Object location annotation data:
START
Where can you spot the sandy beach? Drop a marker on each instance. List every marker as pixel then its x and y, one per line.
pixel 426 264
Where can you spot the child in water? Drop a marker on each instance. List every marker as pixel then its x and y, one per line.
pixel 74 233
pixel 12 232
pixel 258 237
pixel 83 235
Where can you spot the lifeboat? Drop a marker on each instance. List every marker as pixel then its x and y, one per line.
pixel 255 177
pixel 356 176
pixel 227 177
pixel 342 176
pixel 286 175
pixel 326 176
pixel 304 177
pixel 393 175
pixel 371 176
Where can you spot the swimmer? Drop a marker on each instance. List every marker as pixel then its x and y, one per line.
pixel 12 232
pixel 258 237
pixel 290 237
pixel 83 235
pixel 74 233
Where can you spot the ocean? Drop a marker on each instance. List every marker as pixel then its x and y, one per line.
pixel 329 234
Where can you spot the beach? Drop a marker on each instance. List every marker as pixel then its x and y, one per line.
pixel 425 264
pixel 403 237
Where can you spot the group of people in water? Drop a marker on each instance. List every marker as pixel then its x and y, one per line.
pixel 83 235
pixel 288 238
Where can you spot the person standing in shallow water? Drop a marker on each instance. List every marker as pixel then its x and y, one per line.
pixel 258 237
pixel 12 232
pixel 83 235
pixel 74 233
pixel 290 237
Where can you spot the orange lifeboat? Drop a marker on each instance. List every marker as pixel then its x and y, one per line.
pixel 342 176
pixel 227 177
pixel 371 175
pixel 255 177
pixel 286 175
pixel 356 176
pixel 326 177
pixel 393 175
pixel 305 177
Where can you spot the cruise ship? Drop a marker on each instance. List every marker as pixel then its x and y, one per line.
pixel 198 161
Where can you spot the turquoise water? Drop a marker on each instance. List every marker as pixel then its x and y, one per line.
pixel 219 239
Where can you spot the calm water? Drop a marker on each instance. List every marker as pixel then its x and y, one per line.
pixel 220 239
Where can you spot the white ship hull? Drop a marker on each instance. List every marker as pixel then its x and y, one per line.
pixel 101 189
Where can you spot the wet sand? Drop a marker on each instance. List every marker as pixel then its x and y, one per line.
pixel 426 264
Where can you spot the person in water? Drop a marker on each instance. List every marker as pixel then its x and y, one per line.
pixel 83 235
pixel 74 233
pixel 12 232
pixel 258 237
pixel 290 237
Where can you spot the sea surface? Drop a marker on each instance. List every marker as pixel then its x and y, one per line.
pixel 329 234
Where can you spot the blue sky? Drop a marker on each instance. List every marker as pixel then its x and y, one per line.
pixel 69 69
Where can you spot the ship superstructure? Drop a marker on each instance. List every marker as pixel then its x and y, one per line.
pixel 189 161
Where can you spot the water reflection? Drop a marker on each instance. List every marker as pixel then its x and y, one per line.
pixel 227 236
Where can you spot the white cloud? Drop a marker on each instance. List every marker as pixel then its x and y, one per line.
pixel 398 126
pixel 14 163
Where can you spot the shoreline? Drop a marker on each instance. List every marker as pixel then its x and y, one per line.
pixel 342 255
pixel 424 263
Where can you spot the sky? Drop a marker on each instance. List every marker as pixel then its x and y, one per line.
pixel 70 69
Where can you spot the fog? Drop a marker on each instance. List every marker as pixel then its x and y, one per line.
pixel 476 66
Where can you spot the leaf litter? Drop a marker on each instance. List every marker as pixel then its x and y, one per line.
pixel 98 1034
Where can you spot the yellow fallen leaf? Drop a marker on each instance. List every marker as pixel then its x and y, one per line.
END
Your task: Can you reproduce, word for word, every line from the start of the entries through the line that contains "pixel 371 176"?

Output for this task:
Where can you spot the sandy beach? Drop a marker on each instance. List every marker as pixel then its x and y, one per line.
pixel 426 264
Where can you spot the child in water? Drop a marker on each instance. List every marker as pixel then its x and y, one per line.
pixel 74 233
pixel 12 232
pixel 258 237
pixel 83 235
Where can you spot the lifeboat? Drop a marker on each instance. List every marker as pixel then its x and y, one per line.
pixel 255 177
pixel 356 176
pixel 227 177
pixel 342 176
pixel 286 175
pixel 326 176
pixel 304 177
pixel 393 175
pixel 371 176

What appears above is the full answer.